**Dataset records:**
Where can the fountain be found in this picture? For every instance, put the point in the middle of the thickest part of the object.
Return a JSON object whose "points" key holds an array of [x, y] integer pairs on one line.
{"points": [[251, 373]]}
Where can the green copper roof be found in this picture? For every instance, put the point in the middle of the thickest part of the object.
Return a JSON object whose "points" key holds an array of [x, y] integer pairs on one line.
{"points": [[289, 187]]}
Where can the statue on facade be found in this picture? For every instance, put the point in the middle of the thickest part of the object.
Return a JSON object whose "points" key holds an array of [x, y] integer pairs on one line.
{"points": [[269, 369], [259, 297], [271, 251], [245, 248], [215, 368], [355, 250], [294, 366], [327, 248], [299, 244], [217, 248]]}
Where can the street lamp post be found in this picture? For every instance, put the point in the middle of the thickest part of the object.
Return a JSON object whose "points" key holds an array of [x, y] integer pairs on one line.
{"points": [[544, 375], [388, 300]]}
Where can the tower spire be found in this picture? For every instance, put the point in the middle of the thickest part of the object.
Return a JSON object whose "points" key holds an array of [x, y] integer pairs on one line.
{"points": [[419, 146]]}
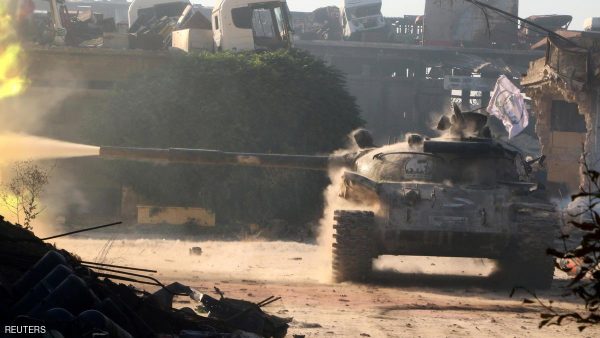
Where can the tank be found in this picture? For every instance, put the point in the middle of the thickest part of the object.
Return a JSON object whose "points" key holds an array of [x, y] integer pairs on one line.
{"points": [[465, 195]]}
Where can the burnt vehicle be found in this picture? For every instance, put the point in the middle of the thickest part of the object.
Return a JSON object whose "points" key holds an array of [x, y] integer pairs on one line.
{"points": [[465, 195]]}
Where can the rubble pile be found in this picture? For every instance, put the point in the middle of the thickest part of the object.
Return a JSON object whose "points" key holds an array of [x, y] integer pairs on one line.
{"points": [[42, 286]]}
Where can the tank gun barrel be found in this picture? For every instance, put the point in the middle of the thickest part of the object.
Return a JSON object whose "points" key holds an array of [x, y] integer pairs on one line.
{"points": [[216, 157]]}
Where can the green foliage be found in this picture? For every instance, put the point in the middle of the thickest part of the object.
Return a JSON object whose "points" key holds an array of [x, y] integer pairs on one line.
{"points": [[21, 194], [275, 102], [585, 254]]}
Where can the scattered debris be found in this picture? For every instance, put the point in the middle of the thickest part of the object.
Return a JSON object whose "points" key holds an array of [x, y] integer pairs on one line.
{"points": [[41, 285], [196, 251]]}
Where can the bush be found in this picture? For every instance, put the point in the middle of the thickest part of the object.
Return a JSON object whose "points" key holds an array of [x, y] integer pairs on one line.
{"points": [[275, 102]]}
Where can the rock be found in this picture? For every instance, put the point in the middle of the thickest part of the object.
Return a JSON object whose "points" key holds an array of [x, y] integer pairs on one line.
{"points": [[196, 251]]}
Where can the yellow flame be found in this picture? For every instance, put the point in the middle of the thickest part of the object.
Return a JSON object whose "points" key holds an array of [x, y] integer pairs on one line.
{"points": [[12, 70]]}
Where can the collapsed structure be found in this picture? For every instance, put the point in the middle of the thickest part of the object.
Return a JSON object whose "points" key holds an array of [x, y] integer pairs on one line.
{"points": [[565, 90]]}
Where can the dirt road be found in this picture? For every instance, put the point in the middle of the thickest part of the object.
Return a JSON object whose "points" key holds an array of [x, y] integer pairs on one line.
{"points": [[408, 304]]}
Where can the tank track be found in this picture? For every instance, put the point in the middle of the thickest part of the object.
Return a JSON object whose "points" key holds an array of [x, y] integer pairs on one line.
{"points": [[353, 246]]}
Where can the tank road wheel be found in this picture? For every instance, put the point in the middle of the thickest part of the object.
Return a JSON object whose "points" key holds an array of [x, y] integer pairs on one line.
{"points": [[353, 246]]}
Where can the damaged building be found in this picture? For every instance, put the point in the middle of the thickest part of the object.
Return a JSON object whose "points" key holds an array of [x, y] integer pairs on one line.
{"points": [[565, 92]]}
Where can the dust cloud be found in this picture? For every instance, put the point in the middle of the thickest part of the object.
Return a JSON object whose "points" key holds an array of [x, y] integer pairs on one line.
{"points": [[19, 147]]}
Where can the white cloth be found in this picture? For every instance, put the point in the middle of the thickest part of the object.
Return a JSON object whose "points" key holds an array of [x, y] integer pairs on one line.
{"points": [[507, 104]]}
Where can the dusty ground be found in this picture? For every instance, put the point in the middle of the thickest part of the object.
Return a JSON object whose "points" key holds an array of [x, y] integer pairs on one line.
{"points": [[407, 304]]}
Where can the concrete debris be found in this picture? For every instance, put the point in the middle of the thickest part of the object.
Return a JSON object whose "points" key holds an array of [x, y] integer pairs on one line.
{"points": [[43, 286]]}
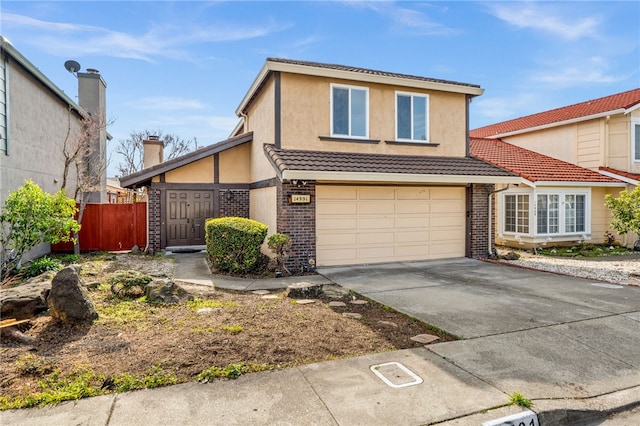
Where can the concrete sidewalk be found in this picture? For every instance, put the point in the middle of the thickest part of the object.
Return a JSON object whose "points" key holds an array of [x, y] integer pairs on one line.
{"points": [[465, 382]]}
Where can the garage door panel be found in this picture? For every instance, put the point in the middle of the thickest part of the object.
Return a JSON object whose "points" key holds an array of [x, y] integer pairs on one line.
{"points": [[336, 192], [376, 223], [376, 193], [383, 224], [333, 208], [412, 193], [376, 238], [335, 223], [376, 208], [412, 208], [337, 239], [412, 222], [412, 237]]}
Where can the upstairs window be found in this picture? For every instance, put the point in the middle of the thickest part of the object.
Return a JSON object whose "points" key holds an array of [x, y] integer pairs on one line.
{"points": [[635, 135], [349, 111], [411, 117]]}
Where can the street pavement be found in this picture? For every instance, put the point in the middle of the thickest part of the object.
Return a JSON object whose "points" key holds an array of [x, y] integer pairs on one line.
{"points": [[570, 345]]}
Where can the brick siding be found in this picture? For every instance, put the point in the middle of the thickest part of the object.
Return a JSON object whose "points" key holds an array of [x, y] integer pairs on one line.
{"points": [[479, 238], [234, 202], [298, 221]]}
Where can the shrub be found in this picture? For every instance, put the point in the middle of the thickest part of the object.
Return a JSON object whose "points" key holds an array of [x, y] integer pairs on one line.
{"points": [[233, 244], [41, 265], [280, 245]]}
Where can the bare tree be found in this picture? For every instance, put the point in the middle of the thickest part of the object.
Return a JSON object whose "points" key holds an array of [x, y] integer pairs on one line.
{"points": [[83, 151], [132, 151]]}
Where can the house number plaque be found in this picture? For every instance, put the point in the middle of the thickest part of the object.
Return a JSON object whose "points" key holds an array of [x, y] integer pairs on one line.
{"points": [[300, 199]]}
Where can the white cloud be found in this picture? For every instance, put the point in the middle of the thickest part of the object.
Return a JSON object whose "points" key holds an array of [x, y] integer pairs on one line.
{"points": [[166, 103], [546, 18], [82, 40], [403, 19]]}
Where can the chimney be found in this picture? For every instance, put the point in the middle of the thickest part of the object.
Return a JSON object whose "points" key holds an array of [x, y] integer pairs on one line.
{"points": [[153, 151], [92, 98]]}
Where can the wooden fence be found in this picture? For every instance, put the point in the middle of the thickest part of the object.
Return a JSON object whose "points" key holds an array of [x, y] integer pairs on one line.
{"points": [[111, 227]]}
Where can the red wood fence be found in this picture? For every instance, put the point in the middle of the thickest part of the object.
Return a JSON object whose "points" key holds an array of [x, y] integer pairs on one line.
{"points": [[110, 227]]}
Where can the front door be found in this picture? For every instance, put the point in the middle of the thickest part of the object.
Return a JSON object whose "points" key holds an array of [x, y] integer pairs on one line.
{"points": [[186, 213]]}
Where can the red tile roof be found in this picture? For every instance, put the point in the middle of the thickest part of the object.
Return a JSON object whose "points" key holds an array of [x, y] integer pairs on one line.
{"points": [[617, 102], [299, 160], [531, 165], [634, 176]]}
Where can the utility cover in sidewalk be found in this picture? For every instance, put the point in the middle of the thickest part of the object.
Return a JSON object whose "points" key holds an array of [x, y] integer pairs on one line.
{"points": [[396, 375]]}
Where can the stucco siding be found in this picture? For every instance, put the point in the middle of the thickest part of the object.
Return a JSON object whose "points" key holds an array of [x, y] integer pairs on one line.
{"points": [[261, 123], [235, 164], [38, 127], [306, 105], [200, 171], [558, 142], [590, 144]]}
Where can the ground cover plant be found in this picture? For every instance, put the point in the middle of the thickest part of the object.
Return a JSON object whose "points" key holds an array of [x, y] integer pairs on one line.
{"points": [[216, 335]]}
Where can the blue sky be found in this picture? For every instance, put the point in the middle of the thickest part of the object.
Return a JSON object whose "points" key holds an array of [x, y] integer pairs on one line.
{"points": [[183, 66]]}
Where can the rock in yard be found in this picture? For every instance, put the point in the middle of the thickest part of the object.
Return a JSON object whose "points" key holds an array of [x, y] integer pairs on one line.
{"points": [[166, 292], [24, 301], [304, 290], [425, 338], [69, 300]]}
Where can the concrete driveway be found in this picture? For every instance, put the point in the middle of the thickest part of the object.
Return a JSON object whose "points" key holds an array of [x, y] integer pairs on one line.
{"points": [[537, 333]]}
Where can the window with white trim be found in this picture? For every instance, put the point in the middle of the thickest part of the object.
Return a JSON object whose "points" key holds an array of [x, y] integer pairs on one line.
{"points": [[349, 111], [635, 140], [412, 112], [516, 213]]}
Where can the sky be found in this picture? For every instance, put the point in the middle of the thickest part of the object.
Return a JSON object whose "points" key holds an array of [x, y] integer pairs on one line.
{"points": [[182, 67]]}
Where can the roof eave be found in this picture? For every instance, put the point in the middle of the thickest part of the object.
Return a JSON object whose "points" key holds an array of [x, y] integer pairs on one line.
{"points": [[555, 124], [270, 66], [24, 62], [332, 176]]}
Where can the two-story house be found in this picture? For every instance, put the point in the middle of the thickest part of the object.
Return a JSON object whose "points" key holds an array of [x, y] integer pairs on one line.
{"points": [[566, 205], [355, 165], [36, 120]]}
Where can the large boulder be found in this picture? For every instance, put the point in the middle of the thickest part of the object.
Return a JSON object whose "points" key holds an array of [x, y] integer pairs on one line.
{"points": [[25, 301], [69, 300], [165, 292]]}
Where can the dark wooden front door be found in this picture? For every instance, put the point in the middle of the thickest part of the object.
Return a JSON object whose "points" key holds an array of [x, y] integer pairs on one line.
{"points": [[186, 213]]}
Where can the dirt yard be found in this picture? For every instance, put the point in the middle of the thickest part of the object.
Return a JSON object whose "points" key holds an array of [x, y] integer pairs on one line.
{"points": [[133, 341]]}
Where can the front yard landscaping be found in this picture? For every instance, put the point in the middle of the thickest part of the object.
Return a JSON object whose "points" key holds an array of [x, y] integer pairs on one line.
{"points": [[217, 334]]}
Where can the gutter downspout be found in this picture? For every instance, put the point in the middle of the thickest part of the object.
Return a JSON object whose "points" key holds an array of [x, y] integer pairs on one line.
{"points": [[489, 238]]}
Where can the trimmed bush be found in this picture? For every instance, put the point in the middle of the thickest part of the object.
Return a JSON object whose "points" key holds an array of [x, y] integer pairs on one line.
{"points": [[233, 244]]}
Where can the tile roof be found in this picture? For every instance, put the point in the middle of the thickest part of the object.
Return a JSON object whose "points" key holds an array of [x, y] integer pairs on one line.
{"points": [[366, 71], [326, 161], [634, 176], [531, 165], [618, 102]]}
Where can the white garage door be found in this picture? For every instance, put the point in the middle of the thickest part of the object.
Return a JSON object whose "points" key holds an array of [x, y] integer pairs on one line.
{"points": [[367, 224]]}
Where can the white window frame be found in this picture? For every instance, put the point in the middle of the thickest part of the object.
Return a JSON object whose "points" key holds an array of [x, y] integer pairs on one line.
{"points": [[533, 235], [426, 118], [635, 127], [350, 88]]}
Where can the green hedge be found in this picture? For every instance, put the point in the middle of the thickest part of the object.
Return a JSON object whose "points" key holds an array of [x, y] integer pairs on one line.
{"points": [[233, 243]]}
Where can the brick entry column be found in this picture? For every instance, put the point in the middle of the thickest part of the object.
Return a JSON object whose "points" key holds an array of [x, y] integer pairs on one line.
{"points": [[298, 221], [479, 238]]}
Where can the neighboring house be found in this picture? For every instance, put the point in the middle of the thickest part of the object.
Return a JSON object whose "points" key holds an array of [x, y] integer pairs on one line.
{"points": [[36, 117], [601, 135], [355, 165], [556, 202], [602, 132]]}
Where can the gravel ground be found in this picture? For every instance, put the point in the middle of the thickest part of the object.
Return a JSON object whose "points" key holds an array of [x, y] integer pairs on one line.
{"points": [[615, 269]]}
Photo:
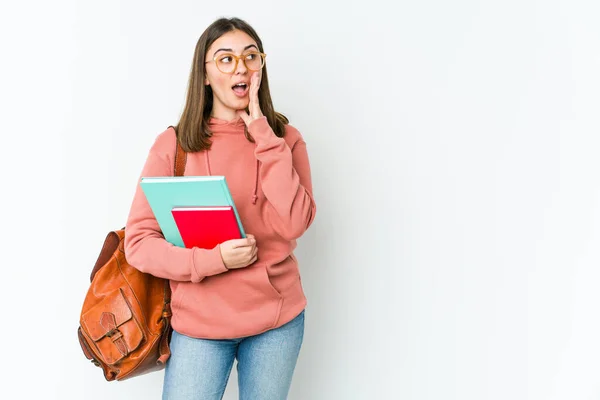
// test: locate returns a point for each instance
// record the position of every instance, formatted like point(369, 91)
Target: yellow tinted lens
point(253, 60)
point(226, 62)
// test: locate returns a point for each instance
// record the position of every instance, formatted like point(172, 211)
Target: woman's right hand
point(239, 253)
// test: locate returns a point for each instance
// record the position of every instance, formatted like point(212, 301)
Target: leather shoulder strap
point(180, 157)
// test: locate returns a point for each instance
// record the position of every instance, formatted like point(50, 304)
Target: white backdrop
point(454, 151)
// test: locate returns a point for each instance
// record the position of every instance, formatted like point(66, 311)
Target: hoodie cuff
point(207, 262)
point(261, 130)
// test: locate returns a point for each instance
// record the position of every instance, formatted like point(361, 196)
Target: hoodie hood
point(233, 127)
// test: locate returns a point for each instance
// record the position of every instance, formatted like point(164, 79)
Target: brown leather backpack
point(125, 326)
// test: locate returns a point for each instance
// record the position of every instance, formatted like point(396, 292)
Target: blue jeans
point(199, 368)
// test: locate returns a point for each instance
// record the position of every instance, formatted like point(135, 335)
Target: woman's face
point(228, 95)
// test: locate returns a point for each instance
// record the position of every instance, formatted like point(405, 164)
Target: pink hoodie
point(271, 186)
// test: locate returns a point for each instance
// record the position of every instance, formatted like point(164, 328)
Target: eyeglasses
point(253, 60)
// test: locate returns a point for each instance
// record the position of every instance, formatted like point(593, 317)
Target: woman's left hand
point(253, 107)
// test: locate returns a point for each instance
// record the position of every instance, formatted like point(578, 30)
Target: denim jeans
point(199, 368)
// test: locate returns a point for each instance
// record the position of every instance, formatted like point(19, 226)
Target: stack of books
point(193, 211)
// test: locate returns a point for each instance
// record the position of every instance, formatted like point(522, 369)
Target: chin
point(240, 104)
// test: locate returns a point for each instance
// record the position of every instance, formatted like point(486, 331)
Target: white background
point(454, 150)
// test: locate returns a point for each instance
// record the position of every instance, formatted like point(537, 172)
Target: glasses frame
point(237, 59)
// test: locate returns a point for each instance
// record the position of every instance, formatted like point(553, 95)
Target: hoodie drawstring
point(254, 195)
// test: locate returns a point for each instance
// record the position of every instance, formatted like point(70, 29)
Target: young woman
point(242, 299)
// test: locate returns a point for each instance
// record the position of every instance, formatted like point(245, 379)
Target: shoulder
point(165, 142)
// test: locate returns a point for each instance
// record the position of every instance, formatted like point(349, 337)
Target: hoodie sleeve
point(285, 180)
point(145, 246)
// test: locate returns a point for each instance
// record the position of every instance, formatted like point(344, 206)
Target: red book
point(205, 227)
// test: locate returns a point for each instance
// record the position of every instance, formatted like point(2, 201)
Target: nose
point(241, 67)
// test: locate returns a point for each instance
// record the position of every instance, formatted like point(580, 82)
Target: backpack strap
point(180, 157)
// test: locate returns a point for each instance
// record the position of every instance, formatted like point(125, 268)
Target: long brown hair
point(193, 129)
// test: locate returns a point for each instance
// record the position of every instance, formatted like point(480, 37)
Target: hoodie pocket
point(269, 283)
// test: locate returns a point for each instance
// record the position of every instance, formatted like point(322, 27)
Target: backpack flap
point(110, 324)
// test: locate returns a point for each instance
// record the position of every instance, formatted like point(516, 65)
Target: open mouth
point(240, 89)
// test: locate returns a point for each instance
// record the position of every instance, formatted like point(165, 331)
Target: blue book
point(166, 192)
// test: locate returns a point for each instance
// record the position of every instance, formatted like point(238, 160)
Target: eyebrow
point(245, 48)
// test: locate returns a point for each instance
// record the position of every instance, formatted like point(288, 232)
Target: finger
point(244, 115)
point(235, 243)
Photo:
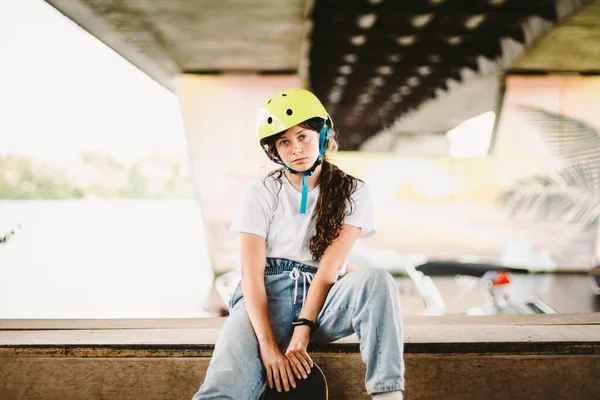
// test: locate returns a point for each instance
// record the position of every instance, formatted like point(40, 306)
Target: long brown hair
point(335, 196)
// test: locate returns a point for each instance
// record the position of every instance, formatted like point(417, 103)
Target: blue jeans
point(365, 302)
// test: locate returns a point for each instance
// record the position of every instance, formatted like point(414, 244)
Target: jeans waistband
point(275, 266)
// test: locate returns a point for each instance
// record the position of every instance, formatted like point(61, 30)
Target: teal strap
point(304, 194)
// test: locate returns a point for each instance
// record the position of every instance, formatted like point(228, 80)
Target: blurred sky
point(62, 92)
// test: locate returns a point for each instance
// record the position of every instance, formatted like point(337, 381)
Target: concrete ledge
point(450, 357)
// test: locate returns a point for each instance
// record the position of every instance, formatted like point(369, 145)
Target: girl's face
point(298, 147)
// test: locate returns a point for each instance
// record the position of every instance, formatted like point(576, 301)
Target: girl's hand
point(296, 352)
point(277, 366)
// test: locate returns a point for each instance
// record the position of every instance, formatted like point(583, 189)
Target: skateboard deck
point(314, 387)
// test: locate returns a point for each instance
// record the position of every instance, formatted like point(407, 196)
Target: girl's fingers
point(269, 377)
point(305, 361)
point(288, 369)
point(284, 378)
point(276, 378)
point(296, 366)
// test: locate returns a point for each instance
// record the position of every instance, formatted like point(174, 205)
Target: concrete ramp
point(451, 357)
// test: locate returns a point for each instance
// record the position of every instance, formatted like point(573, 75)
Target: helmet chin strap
point(323, 139)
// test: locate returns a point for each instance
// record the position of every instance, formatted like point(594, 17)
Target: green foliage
point(98, 175)
point(571, 194)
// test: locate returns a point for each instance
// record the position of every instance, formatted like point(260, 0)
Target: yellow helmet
point(286, 109)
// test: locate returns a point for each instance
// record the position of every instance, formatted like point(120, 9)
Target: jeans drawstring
point(306, 276)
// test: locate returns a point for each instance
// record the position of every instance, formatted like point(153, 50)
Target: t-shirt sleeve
point(253, 213)
point(361, 213)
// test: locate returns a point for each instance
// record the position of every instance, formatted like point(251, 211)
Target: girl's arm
point(330, 265)
point(253, 256)
point(277, 366)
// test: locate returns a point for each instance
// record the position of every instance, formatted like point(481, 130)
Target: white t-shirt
point(287, 232)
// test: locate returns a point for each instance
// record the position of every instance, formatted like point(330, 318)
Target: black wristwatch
point(304, 321)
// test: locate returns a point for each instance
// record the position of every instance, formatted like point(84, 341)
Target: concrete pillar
point(219, 113)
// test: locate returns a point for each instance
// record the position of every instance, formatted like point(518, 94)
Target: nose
point(296, 148)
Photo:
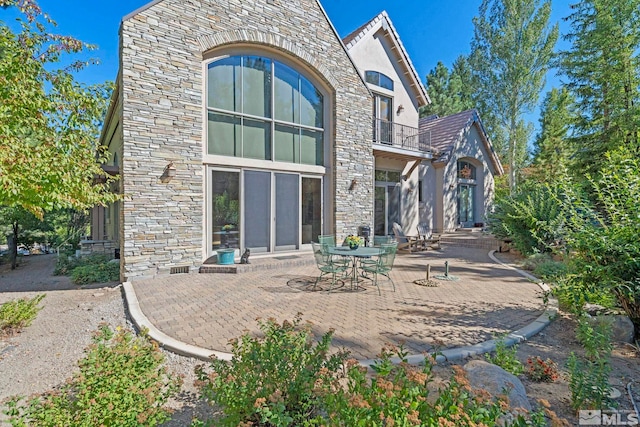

**Assignment:**
Where does the string "siding" occur in the listing above? Return every line that contains it.

**Task answer:**
Where can the brick siding be found in this picture? For every instance, put the point in the middle of the thickest part of the object.
Where can the stucco siding be found in this picture? For every instance, put the point in the middle of the thickest part of the object.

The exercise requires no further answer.